_Task details_. Put the part of the records that opens with the line containing "find tall cypress" and runs through the end of the records into a JSON list of strings, with one string per line and blank lines omitted.

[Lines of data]

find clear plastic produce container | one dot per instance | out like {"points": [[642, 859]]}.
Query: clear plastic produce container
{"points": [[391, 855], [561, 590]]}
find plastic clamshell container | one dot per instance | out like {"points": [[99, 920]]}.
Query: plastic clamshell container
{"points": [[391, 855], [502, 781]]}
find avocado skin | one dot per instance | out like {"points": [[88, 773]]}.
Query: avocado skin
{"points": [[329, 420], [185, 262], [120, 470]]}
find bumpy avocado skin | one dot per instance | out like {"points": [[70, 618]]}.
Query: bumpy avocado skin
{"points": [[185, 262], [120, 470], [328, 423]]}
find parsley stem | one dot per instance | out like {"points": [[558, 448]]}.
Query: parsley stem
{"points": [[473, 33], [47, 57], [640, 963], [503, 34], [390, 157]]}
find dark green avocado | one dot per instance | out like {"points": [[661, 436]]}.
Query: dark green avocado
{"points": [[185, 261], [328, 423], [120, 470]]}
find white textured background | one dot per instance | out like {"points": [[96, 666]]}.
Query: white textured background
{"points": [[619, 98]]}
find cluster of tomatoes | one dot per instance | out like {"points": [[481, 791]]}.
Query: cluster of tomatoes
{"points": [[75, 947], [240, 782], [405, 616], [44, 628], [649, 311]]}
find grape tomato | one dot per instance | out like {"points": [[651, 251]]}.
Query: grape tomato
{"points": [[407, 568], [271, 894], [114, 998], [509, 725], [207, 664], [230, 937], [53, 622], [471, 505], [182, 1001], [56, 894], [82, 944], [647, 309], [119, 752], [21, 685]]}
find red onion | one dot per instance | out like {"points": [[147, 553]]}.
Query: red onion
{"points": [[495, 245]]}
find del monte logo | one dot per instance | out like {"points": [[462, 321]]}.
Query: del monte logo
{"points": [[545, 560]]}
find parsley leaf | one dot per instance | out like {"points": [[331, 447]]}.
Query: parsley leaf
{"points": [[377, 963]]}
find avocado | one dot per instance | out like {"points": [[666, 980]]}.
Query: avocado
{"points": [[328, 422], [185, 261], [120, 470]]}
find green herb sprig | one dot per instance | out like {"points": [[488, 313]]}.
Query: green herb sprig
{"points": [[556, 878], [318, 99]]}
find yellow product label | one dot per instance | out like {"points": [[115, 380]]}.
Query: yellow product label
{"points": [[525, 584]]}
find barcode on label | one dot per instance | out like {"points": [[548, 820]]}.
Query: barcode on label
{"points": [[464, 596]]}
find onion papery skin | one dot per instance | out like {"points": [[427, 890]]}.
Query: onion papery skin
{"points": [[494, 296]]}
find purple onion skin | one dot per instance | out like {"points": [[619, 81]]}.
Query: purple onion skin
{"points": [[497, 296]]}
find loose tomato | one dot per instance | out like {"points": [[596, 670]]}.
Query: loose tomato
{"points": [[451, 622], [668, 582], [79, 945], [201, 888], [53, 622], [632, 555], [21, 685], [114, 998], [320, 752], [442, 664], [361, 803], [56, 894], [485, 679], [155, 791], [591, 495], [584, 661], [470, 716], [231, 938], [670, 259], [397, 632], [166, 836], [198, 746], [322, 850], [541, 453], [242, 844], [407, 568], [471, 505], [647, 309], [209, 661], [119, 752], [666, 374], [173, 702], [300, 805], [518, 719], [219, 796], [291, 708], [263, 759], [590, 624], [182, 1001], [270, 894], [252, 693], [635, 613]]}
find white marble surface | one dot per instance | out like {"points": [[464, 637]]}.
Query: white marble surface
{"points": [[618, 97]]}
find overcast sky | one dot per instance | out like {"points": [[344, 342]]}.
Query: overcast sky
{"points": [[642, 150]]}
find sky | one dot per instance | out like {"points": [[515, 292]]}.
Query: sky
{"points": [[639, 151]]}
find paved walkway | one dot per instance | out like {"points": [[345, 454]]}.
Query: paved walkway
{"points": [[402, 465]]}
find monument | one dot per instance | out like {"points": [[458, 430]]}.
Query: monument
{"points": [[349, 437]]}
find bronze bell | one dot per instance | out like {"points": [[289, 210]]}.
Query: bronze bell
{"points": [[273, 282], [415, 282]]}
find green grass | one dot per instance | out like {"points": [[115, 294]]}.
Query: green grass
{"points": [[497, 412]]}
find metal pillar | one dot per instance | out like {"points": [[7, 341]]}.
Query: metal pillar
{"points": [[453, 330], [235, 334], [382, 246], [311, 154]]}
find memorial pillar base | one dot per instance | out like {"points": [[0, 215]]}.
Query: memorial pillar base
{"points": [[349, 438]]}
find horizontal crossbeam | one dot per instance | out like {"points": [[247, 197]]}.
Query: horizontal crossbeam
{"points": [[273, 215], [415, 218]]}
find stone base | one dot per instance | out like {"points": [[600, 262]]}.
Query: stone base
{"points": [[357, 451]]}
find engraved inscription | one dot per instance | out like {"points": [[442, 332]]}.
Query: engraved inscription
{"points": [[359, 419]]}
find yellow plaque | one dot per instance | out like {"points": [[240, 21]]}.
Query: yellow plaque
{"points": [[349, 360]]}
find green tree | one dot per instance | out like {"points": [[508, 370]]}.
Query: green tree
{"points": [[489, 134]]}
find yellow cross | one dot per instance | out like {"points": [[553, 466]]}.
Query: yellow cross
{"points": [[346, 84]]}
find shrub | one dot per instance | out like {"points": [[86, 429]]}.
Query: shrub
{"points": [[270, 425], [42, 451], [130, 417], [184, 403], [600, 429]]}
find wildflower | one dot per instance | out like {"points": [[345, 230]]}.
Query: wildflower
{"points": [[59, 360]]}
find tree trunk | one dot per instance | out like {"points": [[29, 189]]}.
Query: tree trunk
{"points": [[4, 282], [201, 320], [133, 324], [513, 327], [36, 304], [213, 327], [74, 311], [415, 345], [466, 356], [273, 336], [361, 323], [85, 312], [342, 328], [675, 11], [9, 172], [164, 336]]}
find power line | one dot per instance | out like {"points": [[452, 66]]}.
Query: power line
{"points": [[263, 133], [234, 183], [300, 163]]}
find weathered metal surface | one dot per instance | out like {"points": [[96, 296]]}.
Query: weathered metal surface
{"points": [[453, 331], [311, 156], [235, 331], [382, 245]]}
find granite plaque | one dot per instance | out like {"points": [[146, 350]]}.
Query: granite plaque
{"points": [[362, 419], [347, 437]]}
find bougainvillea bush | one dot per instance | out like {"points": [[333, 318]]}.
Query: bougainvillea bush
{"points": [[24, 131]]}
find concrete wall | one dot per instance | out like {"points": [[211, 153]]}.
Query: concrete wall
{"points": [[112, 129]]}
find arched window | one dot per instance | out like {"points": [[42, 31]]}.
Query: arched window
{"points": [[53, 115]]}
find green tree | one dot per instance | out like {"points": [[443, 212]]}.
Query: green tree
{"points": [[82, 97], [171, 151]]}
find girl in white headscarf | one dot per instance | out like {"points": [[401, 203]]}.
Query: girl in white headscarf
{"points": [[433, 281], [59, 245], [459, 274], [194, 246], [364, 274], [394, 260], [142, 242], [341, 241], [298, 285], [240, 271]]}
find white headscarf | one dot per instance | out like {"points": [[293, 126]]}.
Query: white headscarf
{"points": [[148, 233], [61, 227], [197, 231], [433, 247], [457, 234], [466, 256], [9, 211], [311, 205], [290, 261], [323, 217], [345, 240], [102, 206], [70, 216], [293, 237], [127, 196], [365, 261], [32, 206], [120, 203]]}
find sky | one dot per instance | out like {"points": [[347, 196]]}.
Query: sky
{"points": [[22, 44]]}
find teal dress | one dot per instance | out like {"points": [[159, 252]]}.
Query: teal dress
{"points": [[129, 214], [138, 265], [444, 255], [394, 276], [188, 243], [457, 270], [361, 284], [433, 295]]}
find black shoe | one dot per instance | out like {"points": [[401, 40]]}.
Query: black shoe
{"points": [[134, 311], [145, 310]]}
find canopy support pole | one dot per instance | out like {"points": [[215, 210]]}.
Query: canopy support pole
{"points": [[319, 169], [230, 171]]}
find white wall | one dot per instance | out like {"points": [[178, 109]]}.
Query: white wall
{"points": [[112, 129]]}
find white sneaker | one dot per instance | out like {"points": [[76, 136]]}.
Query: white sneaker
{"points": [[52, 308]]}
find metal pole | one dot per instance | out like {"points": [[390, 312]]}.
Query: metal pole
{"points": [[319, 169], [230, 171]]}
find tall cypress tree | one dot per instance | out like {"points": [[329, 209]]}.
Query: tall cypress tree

_Complete answer_.
[
  "find tall cypress tree | one dot per instance | out like {\"points\": [[329, 209]]}.",
  "Query: tall cypress tree"
]